** Begin Text excerpt **
We are back from three months of travel and real boondoc camping. Almost all of the camping was in the 4-Corners area mostly in SE Utah. And note that we are doing archaology surveys under federal permit so normal limitations about camping on BLM lands do not apply to us.



Thanks to all of you and a long list of items to upgrade, improve, replace, and rebuild, our work last winter and spring made it so that our 23D experience during 3 months of camping was completely trouble free. We had no issues with the Airstream of any kind. We had a great time and really love the layout and living style of the 23D!

A few things, we changed every system that we needed for daily living to a 12V system and we saw quite a variety of weather conditions, from snow pack and chain law driving over Wolf Creek Pass in southern Colorado in mid May and lows for a few weeks around 22F to temperatures pushing into the mid 90s by late summer.

We were mostly camping at 7000+ feet so overnight lows were quite reasonable and of course in that region the humidity was very dry with many days not even reaching 10% humidity. We planned on not having to run the air conditioner at all. The solar powered lithium setup was very stout and easily took care of all of our 12V needs--3 Renogy 100W panels feeding 2 100AH Battle Born batteries. We would do not expect to hook up to shore power at any point for years to come. Our last travel trailer went three full years without shoreline power and no generator.
** End Text excerpt **
** Begin Given information **
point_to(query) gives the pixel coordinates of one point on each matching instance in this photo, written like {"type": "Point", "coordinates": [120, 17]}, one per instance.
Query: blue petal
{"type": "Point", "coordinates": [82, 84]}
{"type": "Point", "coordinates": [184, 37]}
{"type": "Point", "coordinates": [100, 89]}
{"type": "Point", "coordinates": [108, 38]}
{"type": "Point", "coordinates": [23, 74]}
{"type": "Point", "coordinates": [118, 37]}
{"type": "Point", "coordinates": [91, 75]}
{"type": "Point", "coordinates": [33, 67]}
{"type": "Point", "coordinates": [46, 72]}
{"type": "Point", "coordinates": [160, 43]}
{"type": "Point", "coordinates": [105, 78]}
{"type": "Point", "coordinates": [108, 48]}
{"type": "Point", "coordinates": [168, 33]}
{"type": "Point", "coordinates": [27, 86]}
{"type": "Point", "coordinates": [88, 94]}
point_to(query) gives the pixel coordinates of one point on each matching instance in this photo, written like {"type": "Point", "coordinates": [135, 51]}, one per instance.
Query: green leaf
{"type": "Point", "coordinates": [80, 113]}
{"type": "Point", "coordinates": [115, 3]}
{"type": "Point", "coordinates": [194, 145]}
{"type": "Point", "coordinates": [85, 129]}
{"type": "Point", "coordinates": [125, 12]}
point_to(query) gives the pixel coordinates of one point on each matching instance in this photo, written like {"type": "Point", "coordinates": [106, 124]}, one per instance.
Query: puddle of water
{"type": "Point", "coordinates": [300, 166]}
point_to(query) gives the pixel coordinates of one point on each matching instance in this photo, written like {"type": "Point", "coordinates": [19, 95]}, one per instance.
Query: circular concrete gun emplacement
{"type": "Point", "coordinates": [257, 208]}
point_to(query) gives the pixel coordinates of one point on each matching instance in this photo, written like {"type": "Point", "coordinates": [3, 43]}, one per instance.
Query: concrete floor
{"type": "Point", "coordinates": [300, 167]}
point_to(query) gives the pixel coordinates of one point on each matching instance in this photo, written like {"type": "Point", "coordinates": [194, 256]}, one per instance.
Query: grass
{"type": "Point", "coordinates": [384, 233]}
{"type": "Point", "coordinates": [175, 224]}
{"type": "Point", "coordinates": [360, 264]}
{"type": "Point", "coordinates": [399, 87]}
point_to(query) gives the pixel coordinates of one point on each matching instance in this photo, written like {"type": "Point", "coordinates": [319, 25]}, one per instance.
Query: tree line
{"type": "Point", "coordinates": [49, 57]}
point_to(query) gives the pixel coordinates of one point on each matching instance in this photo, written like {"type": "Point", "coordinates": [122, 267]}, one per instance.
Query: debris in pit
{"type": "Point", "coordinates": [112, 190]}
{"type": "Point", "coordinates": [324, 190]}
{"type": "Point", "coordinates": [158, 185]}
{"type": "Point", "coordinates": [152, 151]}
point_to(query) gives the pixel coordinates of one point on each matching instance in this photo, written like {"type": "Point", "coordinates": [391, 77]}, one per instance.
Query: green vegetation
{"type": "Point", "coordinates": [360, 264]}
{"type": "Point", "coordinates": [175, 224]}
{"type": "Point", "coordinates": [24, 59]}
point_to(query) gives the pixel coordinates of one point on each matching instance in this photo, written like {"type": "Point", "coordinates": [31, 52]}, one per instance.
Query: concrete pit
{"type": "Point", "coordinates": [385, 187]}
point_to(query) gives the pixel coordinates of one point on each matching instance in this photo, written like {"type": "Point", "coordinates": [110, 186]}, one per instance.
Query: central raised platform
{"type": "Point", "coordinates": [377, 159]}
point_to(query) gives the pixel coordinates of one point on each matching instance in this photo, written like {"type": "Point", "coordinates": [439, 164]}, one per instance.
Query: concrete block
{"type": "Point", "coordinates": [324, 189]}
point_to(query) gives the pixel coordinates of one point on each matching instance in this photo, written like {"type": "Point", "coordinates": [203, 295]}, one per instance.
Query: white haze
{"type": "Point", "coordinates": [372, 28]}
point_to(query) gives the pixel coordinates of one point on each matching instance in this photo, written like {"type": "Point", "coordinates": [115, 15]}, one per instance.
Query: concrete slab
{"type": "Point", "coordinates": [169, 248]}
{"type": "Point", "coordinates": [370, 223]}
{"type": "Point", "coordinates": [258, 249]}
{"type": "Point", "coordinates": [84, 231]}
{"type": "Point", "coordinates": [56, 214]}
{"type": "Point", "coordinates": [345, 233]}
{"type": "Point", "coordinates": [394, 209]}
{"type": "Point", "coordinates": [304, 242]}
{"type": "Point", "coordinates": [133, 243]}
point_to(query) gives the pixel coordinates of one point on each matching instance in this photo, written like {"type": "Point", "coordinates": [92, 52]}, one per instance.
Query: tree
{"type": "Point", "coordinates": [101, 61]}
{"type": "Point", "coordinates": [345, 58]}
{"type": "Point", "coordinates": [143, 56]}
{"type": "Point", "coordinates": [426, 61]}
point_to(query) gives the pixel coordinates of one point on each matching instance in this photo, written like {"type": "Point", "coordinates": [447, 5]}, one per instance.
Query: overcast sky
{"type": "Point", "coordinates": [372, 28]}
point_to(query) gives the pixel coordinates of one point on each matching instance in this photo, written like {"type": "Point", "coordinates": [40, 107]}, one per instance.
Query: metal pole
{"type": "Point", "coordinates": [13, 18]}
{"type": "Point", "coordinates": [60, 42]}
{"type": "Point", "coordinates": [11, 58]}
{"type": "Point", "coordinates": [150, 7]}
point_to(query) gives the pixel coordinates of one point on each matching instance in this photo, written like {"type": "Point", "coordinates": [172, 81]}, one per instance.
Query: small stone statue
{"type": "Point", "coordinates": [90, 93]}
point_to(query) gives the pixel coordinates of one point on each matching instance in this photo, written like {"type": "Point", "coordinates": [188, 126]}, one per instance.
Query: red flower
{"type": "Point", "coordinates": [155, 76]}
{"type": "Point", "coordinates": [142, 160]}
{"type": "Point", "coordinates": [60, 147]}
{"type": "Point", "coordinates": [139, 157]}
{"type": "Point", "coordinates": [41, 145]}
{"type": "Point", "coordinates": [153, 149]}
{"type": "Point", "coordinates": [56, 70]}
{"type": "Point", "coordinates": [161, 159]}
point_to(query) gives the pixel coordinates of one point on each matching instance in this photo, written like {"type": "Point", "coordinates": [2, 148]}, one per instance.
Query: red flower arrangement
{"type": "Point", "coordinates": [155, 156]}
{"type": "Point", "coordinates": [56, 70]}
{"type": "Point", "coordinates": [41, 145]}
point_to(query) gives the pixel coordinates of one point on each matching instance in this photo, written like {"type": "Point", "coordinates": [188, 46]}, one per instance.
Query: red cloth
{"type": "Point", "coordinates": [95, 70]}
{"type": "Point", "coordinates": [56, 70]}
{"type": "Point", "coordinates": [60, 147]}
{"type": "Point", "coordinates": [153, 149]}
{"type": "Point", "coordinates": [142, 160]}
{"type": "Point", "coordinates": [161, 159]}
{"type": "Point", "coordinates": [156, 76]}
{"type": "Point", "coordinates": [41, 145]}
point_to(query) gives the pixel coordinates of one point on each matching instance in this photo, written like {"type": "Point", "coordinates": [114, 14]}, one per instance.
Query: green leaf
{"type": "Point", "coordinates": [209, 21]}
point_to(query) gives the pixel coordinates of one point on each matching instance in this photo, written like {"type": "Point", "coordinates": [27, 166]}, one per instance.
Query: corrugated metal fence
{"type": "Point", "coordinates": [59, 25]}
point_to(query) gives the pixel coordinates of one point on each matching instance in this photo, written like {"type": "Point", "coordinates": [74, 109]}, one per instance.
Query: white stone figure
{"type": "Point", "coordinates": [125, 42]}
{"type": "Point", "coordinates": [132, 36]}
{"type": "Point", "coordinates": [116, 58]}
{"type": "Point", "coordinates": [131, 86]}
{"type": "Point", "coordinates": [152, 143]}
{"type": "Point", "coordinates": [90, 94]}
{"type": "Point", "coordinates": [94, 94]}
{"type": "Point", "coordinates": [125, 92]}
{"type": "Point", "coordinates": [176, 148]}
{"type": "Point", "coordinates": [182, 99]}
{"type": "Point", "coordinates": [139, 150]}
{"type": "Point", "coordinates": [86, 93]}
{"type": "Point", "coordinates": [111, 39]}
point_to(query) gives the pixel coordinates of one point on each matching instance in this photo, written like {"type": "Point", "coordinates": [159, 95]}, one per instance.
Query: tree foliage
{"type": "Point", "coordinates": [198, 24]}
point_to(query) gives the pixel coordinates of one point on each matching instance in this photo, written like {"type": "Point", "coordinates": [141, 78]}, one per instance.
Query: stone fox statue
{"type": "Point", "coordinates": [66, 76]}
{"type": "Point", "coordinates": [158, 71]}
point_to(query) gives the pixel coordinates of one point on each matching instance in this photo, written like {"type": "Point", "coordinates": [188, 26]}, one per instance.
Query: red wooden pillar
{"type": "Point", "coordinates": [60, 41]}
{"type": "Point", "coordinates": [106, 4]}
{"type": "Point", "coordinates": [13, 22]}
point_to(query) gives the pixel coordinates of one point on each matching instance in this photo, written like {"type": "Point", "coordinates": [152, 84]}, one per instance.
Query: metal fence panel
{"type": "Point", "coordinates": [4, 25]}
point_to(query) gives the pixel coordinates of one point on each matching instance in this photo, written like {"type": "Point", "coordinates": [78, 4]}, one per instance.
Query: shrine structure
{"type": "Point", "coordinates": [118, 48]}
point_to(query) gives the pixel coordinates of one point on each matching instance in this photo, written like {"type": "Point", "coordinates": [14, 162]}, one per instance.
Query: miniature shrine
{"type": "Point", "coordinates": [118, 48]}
** End Given information **
● **Set of tasks**:
A – Retype the stretch of the Airstream camping post from "We are back" through "of the 23D!".
B – According to the Airstream camping post, why do the normal limitations on camping on BLM lands not apply to the writers?

● **Set of answers**:
A –
We are back from three months of travel and real boondoc camping. Almost all of the camping was in the 4-Corners area mostly in SE Utah. And note that we are doing archaology surveys under federal permit so normal limitations about camping on BLM lands do not apply to us.



Thanks to all of you and a long list of items to upgrade, improve, replace, and rebuild, our work last winter and spring made it so that our 23D experience during 3 months of camping was completely trouble free. We had no issues with the Airstream of any kind. We had a great time and really love the layout and living style of the 23D!

B – They are doing archaeology surveys under a federal permit, so the normal limitations on BLM camping do not apply to them.